_Exercise aim_: Repeat all of the records verbatim.

_Task data_:

** Begin **

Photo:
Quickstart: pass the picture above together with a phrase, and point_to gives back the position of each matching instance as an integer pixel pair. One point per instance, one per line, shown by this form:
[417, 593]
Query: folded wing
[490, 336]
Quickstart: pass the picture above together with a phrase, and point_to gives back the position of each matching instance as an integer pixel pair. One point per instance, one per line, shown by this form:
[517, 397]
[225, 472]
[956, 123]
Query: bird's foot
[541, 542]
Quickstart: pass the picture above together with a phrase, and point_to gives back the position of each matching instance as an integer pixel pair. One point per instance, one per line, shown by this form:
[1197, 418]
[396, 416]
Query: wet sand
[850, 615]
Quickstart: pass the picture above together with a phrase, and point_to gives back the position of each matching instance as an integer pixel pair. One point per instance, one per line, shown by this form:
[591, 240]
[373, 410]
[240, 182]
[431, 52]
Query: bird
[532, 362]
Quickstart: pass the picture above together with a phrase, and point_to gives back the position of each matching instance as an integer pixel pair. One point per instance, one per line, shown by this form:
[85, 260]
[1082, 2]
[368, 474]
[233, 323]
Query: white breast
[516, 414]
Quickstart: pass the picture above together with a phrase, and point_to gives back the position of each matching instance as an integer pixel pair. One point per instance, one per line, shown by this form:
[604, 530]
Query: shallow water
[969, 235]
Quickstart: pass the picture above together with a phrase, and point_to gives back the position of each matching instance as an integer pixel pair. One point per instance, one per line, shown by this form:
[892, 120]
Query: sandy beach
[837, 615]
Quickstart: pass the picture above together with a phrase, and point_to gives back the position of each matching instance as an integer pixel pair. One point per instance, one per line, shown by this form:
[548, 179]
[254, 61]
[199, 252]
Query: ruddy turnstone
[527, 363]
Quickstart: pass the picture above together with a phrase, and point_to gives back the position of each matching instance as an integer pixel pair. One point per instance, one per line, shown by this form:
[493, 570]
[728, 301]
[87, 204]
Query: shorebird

** End **

_Reply to the task_:
Photo:
Quickstart: pass the picture above together with a phrase, and point_to gives back the position of each matching instance as an integer pixel pair. One point per instance, one per line, shown by this form:
[417, 593]
Query: folded wing
[490, 336]
Quickstart: pass the picture above together with a phrase, and point_to gives back the position of each matching instance as an integer pixel pair. One point per instance, one per line, shown by this form:
[517, 397]
[225, 472]
[956, 123]
Query: bird's foot
[541, 542]
Quickstart: pass the picture above together with a phrase, and point_to gives back the position of each matching instance as an integer pixel pair. One point per instance, one per line, shown by this form:
[1197, 418]
[396, 416]
Query: wet sand
[850, 615]
Quickstart: pass the picture above together with a phrase, and point_to gives back the position of each matching instance as an integer pixel pair. One point per instance, one per line, shown by this form:
[591, 240]
[373, 410]
[240, 182]
[431, 52]
Query: bird
[532, 362]
Quickstart: pass the picture above together with a phrase, and point_to gives back the position of each matching instance as an integer pixel pair. One point per instance, one per line, shown by this form:
[85, 260]
[1082, 2]
[368, 474]
[233, 323]
Query: white breast
[516, 414]
Quickstart: pass the picture above together with a phrase, and point_to gives back the position of each matching instance as an integer pixel pair. One point per instance, one per line, shown by this form:
[604, 530]
Query: shallow water
[969, 235]
Quickstart: pass the picture above together with a phrase, and point_to gives back the position of each matching instance as an integer pixel pair. One point per instance, one per line, shown by this form:
[892, 120]
Query: sandy beach
[837, 615]
Quickstart: pass the picture above together with a phrase, and point_to gives back the position of each matching instance as an integer pixel pair. One point per instance, one per line, shown by this form:
[548, 179]
[254, 61]
[199, 252]
Query: ruddy turnstone
[527, 363]
Quickstart: pass the picture above together with a phrase, and point_to gives back the position of each matching instance as an integer pixel pair. One point per instance, one per line, shown by this form:
[493, 570]
[728, 301]
[87, 204]
Query: shorebird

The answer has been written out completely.